* Instructions to follow:
From the line containing "Dear assistant, the user would like the silver" to the last line of the records, please reproduce every line exactly and nothing more.

* Data shown:
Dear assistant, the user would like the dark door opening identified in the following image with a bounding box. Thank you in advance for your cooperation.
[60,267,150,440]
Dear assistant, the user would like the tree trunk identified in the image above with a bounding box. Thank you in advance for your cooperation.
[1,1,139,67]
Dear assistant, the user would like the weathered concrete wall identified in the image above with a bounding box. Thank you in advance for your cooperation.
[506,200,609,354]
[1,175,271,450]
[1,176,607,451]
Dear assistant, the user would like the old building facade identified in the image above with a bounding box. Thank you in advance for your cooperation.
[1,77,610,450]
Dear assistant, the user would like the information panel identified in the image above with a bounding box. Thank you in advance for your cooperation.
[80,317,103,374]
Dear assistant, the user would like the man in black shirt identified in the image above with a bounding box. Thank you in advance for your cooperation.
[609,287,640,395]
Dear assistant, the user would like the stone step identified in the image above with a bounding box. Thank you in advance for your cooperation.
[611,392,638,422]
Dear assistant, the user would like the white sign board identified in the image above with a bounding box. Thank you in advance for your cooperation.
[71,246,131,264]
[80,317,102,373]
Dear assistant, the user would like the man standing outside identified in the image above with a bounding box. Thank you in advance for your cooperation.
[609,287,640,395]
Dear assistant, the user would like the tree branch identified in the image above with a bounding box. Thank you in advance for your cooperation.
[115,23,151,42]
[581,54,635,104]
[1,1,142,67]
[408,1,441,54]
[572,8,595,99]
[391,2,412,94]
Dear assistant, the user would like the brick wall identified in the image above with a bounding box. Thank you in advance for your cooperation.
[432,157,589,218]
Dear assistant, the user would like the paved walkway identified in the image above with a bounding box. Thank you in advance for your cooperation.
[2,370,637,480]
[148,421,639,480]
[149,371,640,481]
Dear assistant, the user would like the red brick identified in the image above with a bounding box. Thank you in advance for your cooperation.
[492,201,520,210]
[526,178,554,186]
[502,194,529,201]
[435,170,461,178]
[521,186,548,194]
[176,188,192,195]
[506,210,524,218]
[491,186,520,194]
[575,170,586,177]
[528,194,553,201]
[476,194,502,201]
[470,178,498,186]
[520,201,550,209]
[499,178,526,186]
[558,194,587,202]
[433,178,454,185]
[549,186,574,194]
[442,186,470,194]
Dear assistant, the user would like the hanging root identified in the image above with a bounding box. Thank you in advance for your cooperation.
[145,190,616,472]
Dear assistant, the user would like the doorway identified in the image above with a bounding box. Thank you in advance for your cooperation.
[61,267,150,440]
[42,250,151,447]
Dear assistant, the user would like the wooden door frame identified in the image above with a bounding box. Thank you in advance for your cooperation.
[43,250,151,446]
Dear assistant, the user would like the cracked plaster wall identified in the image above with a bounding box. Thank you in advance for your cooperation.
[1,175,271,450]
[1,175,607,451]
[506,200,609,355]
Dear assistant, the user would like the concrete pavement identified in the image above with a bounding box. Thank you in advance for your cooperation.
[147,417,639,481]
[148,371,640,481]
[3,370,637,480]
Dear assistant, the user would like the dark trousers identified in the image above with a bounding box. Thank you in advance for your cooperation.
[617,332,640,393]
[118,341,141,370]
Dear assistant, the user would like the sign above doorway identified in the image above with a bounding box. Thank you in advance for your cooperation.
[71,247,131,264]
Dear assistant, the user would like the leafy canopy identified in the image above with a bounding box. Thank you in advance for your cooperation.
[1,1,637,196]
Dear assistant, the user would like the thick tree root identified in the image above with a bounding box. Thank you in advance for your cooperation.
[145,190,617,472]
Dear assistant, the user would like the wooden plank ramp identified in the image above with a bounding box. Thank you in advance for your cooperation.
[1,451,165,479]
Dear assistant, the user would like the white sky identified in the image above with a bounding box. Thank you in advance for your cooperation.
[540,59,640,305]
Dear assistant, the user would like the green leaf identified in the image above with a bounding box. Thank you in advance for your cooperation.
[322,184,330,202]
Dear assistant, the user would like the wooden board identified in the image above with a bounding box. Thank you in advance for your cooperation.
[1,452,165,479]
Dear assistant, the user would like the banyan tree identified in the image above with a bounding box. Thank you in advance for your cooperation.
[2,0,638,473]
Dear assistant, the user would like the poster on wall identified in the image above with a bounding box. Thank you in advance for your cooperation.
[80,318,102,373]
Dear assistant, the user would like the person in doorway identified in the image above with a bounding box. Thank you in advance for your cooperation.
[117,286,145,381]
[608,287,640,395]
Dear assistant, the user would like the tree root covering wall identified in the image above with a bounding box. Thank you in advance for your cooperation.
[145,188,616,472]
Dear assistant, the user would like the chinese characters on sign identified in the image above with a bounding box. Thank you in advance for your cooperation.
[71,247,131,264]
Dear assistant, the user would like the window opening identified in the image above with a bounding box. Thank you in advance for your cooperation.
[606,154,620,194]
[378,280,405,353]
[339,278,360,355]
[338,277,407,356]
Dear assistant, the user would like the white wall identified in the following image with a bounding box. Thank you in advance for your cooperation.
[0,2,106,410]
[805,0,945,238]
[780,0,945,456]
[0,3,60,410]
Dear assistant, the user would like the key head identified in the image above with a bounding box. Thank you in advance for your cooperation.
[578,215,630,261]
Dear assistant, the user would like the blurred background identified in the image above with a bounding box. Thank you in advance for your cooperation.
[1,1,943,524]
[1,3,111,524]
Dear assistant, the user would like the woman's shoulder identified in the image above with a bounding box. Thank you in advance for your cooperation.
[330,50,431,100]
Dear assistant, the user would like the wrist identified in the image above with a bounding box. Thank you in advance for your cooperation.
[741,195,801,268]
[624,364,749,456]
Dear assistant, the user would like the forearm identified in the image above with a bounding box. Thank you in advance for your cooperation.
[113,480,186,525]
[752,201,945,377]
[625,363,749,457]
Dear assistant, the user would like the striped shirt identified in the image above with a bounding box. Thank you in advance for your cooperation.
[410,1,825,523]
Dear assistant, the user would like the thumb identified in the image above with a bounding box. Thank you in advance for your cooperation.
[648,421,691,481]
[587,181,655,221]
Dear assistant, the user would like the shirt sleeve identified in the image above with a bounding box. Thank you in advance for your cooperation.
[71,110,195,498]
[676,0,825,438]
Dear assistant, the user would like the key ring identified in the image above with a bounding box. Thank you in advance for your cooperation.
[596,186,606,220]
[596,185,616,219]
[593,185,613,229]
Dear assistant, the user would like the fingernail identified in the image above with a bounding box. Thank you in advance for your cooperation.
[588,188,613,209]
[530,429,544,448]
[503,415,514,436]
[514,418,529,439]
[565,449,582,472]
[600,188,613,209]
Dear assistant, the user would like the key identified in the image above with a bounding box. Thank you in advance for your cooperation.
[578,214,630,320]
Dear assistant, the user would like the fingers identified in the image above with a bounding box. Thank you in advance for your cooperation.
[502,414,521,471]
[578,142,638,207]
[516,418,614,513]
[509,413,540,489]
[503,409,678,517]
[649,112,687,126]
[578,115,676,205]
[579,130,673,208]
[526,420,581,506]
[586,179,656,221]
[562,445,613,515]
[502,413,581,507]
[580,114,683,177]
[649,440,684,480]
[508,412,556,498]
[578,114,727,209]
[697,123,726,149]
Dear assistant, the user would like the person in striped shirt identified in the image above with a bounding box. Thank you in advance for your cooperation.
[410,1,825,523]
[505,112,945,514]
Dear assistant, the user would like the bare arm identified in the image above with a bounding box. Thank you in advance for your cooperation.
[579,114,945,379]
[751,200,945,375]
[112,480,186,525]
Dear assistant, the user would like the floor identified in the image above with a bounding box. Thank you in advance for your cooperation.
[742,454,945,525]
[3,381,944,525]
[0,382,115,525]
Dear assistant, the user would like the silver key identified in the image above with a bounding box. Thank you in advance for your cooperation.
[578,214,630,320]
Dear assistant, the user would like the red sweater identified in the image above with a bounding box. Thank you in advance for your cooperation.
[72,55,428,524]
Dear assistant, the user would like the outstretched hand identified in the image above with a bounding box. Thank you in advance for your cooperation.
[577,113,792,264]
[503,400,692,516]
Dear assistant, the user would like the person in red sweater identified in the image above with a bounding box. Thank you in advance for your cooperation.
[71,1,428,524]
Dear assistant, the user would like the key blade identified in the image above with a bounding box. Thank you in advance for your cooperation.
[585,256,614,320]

* Response to this exercise:
Dear assistant, the user would like the silver key identified in the image above with a bounding box. Thank you in advance for your cooperation.
[578,214,630,320]
Dear assistant, the user would like the red sweater identified in the image above with a bounding box. Thank you in advance for your cooperation.
[72,55,428,524]
Dear assistant, the user would like the outstretched hand identified in the image above with a bounding box. Thank you in advance for your cooperation.
[577,113,792,264]
[503,400,692,516]
Dear assistant, the user would like the person in red sweater identified in the image above with a bounding box. Thank you in advance for your cooperation.
[71,1,428,524]
Dear assistant, the user would like the key blade identified in the image above with a bounding box. Thank you in advance for your cooperation.
[585,256,614,320]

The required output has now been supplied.